──────── AVAILABLE DATA ────────
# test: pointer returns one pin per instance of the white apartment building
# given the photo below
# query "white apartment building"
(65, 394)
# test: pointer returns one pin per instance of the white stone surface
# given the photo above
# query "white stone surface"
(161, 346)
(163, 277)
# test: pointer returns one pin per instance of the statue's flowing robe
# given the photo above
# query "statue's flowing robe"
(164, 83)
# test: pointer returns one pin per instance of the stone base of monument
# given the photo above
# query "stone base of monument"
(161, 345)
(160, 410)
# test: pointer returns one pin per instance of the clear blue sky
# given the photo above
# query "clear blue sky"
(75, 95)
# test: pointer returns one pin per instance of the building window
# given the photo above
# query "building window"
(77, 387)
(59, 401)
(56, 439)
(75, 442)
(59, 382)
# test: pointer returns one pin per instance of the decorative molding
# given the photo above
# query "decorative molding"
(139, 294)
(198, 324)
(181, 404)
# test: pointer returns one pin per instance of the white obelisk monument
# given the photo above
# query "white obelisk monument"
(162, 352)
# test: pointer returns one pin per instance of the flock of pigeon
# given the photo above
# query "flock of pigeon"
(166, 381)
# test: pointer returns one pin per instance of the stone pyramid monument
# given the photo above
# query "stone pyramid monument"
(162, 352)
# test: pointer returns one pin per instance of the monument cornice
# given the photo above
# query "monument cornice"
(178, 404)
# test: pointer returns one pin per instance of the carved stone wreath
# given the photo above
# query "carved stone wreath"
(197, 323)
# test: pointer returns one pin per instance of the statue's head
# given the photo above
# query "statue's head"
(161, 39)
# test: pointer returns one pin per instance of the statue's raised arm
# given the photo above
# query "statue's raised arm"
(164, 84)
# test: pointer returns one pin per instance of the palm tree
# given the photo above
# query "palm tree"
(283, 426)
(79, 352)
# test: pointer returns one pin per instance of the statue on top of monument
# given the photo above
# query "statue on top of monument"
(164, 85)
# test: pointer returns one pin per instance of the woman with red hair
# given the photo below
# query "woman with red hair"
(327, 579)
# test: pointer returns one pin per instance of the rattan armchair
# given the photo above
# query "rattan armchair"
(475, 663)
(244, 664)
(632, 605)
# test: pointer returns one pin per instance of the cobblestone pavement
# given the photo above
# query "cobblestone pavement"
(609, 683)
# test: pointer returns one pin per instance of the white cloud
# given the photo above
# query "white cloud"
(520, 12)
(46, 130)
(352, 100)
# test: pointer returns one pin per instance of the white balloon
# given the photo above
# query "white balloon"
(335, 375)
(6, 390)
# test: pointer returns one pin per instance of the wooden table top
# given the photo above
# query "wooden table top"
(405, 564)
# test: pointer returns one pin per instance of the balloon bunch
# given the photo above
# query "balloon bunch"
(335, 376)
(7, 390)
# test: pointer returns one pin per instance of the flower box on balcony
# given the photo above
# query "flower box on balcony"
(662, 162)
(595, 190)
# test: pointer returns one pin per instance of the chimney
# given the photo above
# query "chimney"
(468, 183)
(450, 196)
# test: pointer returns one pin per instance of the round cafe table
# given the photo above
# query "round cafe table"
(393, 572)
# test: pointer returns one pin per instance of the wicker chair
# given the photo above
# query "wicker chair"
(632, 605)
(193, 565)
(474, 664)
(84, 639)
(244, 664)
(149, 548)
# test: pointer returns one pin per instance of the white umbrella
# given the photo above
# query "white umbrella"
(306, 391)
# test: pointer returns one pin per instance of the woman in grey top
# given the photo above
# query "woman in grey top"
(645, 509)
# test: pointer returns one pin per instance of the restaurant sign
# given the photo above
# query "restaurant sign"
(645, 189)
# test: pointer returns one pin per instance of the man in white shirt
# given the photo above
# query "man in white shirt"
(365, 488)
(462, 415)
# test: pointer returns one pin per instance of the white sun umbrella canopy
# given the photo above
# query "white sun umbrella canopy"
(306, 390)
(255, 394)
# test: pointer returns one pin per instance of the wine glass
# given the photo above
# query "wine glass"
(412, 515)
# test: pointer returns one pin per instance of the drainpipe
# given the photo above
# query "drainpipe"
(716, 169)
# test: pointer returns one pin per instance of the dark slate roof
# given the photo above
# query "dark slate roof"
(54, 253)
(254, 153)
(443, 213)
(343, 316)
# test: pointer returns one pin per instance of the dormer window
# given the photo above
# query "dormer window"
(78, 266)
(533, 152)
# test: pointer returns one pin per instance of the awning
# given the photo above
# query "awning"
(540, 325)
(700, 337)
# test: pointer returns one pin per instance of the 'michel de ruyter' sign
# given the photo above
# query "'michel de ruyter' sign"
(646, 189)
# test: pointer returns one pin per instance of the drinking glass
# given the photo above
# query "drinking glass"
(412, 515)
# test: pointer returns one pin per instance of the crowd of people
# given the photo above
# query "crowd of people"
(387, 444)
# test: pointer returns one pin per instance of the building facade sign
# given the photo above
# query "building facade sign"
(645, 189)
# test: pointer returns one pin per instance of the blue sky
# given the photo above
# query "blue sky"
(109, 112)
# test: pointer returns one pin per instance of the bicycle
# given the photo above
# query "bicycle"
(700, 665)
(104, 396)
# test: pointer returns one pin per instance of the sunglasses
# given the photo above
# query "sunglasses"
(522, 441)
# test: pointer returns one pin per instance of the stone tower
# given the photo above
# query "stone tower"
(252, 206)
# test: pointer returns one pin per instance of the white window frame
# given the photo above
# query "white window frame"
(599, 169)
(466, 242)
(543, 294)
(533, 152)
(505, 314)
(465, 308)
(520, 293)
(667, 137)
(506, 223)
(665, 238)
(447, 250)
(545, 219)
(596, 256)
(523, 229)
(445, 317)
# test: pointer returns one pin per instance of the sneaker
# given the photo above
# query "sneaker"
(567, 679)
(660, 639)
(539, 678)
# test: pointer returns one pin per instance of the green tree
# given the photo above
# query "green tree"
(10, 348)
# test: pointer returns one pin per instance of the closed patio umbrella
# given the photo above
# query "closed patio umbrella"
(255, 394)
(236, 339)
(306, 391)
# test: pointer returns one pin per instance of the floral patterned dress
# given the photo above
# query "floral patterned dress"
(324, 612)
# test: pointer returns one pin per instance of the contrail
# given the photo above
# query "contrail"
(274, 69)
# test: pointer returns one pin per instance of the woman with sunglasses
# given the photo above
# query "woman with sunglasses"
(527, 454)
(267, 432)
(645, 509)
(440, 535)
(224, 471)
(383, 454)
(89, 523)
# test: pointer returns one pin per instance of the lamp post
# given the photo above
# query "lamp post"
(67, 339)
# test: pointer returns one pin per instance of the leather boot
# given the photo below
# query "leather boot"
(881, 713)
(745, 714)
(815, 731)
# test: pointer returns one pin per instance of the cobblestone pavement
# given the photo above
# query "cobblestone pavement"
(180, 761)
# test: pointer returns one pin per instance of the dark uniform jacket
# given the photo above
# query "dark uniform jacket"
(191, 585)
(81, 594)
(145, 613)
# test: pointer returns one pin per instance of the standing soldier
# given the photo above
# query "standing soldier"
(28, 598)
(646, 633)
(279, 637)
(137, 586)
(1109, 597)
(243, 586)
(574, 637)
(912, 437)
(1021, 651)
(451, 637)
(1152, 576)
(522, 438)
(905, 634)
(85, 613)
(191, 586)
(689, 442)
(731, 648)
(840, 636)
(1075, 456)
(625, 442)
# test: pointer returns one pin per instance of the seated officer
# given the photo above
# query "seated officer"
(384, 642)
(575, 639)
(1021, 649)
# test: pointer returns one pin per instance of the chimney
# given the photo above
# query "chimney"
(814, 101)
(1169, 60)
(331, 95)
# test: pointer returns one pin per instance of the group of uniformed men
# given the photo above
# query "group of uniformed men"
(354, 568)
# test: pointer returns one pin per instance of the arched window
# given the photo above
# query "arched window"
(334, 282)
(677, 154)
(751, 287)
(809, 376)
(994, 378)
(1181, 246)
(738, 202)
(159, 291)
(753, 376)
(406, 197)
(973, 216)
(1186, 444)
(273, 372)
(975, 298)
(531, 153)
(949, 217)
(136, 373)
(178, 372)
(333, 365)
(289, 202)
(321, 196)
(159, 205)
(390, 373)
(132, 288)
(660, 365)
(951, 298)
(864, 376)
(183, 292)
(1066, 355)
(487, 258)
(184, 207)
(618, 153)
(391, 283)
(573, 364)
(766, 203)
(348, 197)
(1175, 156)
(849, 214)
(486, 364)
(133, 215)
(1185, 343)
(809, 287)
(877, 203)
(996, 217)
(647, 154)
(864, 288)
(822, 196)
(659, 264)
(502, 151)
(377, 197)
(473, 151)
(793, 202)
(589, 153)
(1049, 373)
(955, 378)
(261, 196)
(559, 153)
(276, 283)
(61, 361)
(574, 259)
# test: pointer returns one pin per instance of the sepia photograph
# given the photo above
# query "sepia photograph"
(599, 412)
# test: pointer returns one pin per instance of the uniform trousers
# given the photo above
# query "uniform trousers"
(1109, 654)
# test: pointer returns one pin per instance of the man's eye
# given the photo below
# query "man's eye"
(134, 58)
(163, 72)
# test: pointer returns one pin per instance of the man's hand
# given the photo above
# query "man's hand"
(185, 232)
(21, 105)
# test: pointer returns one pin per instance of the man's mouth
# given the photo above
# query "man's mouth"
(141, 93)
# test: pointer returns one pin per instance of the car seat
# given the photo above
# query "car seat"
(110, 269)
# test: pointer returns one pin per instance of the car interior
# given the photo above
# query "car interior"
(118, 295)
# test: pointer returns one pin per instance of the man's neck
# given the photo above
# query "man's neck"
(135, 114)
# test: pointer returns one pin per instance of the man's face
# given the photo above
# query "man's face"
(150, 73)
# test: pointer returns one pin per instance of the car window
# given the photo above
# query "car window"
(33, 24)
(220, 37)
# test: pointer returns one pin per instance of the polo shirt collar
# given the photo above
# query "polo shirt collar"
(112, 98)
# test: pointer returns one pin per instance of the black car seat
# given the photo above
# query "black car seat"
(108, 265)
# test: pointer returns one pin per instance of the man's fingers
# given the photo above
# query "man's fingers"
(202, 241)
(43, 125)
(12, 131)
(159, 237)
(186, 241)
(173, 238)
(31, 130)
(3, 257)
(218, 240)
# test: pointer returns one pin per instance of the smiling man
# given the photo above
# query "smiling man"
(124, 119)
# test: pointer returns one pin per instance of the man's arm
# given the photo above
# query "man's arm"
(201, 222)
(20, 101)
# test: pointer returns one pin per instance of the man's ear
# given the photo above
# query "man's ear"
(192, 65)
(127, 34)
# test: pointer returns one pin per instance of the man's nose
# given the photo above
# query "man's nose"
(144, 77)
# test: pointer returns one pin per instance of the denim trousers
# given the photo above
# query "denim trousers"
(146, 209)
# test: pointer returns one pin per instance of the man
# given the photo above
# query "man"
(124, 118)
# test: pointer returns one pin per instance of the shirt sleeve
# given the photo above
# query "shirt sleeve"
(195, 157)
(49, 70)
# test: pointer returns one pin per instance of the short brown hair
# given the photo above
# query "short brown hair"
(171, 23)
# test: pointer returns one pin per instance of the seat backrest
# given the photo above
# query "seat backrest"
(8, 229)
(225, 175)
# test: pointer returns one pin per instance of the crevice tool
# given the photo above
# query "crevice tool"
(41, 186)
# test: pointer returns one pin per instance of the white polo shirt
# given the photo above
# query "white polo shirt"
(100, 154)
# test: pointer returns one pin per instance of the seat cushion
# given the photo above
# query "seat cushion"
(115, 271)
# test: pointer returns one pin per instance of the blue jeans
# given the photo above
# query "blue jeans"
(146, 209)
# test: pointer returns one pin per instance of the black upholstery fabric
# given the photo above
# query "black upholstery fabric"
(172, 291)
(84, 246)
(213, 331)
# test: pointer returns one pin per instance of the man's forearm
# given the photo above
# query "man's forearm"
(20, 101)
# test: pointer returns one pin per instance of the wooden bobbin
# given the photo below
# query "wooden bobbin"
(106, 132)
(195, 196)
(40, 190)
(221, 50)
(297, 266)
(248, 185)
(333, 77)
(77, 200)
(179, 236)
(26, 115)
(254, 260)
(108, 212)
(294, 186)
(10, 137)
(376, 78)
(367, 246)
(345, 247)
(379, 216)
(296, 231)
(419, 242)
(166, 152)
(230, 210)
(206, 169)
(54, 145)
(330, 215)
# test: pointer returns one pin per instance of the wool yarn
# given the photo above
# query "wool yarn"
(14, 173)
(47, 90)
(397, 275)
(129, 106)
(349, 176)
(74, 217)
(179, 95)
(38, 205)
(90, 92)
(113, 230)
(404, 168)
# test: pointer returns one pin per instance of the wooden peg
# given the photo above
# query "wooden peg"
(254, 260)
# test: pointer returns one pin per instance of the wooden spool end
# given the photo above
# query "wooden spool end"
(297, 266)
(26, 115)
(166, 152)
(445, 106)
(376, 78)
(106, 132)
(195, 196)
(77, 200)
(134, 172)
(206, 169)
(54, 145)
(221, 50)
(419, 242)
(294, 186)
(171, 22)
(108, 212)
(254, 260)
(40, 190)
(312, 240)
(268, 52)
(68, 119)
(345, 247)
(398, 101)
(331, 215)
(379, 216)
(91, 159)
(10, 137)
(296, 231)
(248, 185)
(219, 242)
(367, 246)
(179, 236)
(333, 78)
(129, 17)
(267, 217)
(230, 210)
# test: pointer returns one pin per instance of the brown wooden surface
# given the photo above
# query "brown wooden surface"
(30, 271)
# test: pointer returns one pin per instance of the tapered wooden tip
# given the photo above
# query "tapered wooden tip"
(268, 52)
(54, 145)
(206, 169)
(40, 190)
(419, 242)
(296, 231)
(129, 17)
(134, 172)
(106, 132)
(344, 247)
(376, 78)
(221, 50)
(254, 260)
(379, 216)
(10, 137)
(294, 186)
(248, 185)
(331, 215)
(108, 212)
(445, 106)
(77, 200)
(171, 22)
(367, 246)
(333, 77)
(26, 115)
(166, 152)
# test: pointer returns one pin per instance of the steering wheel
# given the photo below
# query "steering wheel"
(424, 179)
────────
EXERCISE DESCRIPTION.
Beginning with the opening line above, retype the records exactly through the line with "# test: pointer returns one pin per instance of the decorative", both ends included.

WRITTEN SOLUTION.
# test: pointer returns one pin per instance of the white apartment building
# given the photo below
# query "white apartment building"
(65, 394)
# test: pointer returns one pin per instance of the white stone surface
# given the photo above
# query "white stone surface"
(161, 346)
(163, 277)
# test: pointer returns one pin per instance of the statue's flowing robe
# given the photo above
# query "statue's flowing robe"
(164, 83)
# test: pointer returns one pin per instance of the stone base of monument
# given the photo above
# query "stone base of monument"
(161, 345)
(160, 410)
# test: pointer returns one pin per instance of the clear blue sky
# given the photo above
# query "clear blue sky"
(75, 95)
# test: pointer returns one pin per instance of the building window
# given the photo above
# query "building window"
(77, 387)
(59, 401)
(56, 439)
(75, 442)
(59, 382)
# test: pointer returns one pin per instance of the decorative molding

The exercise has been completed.